◆ Text shown:
There’s a saying in central banking. Bubbles are like porn. No one’s got an exact definition, but you know it when you see it.
Those crazy central bankers.
But probably the key indicator of bubbles is a disconnect between prices and fundamentals – particularly supply and demand.
To make that clear, compare two significant economic events: The dot-com bubble, and …
… the ‘Tickle Me Elmo’ doll.
The Tickle Me Elmo doll was a flash-in-the pan phenomenon just prior to the Christmas of 1998. For some reason, this useless and annoying toy became the MUST-HAVE item of the year.
Demand went ballistic. The manufacturer had the conveyor belt going day and night, but just couldn’t pump enough of the critters out. And with only so many shopping days before Christmas, surging demand and limited supply sent prices through the roof.
And there were reports of Tickle Me Elmo dolls going on the black market for thousands of dollars.
But was it a bubble?
I’d argue that it wasn’t. It was just the market doing what it does. Demand was greater than supply. Prices rose. Once demand cooled (after Christmas), and supply caught up, prices returned to what we might call ‘sane’ levels. No bust. Just a predictable wind-back of prices.
This is a market functioning perfectly. More-over there was no speculative element to the Elmo craze. No one was buying up Elmo dolls in the belief that they’d be able to sell them at a handsome profit next Christmas…
Compare this to the dot-com bubble. Companies were being floated for insane amounts of money, with out ever having turned a cent – without even having a demonstrated business model!

◆ Data segment:
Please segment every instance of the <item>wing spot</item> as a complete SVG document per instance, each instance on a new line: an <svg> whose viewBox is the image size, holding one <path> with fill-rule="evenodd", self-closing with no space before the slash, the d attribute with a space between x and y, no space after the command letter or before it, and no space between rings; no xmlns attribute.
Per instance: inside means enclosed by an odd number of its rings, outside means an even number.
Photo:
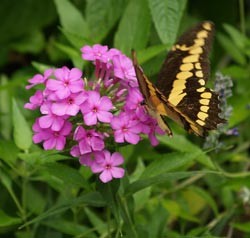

◆ Exercise set:
a: Copy the passage on economic bubbles word for word, starting at "But probably the" and ending at "it a bubble?".
b: According to the passage on economic bubbles, what brought Tickle Me Elmo prices back to sane levels?
c: Resume the passage on economic bubbles after its final sentence and keep writing it.

◆ Responses for each task:
a:
But probably the key indicator of bubbles is a disconnect between prices and fundamentals – particularly supply and demand.
To make that clear, compare two significant economic events: The dot-com bubble, and …
… the ‘Tickle Me Elmo’ doll.
The Tickle Me Elmo doll was a flash-in-the pan phenomenon just prior to the Christmas of 1998. For some reason, this useless and annoying toy became the MUST-HAVE item of the year.
Demand went ballistic. The manufacturer had the conveyor belt going day and night, but just couldn’t pump enough of the critters out. And with only so many shopping days before Christmas, surging demand and limited supply sent prices through the roof.
And there were reports of Tickle Me Elmo dolls going on the black market for thousands of dollars.
But was it a bubble?

b: Demand cooled after Christmas and supply caught up.

c:
Demand was high, but supply was high too. New, and ever more useless companies floated every day.
The point I’m trying to make is that prices followed a similar course in both markets. One was a bubble. One wasn’t. One was completely disconnected from reality. One was predictable and vanilla market functioning.
Just because prices rise, doesn’t mean there is a bubble.
Remember this. This is a very important point.
Just because prices rise, doesn’t mean there is a bubble.
The other day I showed you this chart here.
Bubble-blowers in Australia point to this chart and say, ‘See. Look at how much house prices have risen, especially relative to other housing indicators. There must be a bubble.’
But just because house prices have risen, doesn’t mean there’s a bubble. You need to take supply and demand into account, because it’s entirely possible that supply and demand fully account for this differential. And I’d argue that they do.
The other thing bubble-blowers love to do is point to the run up in Aussie prices, and say, “See. Looks like the run up in the US. Must be a bubble.’
But there’s a key difference here. And that’s supply. There was a glut of properties in the US, which meant the run up in prices wasn’t in line with fundamentals.
But in Australia, we just haven’t been building enough new houses. For years. Supply just hasn’t been keeping pace with demand.
To get a feel for that, compare population growth with growth in the housing stock. It’s a pretty crude measure of supply and demand, but it will do.
What you’ll find is that in the 70s and 80s, the housing stock was growing at a much faster rate than the population. Between 1976 and 1991, the housing stock grew by 41 percent, while the population grew by 23 percent.
But from that point on, the balance started to shift. Between 1991 and 2001, Australia’s population grew by 11.5 percent, while the housing stock grew by only 18.3 percent. That differential of 18 percentage points in the 70s and 80s shrunk to less than 9 p.p by the 90s.
But the balance just kept on shifting.
Between 2001 and 2011, the population grew by 15.9 percent, while the housing stock grew by only 15.2 percent. Population had outpaced housing stock for the first time since the end of World War II!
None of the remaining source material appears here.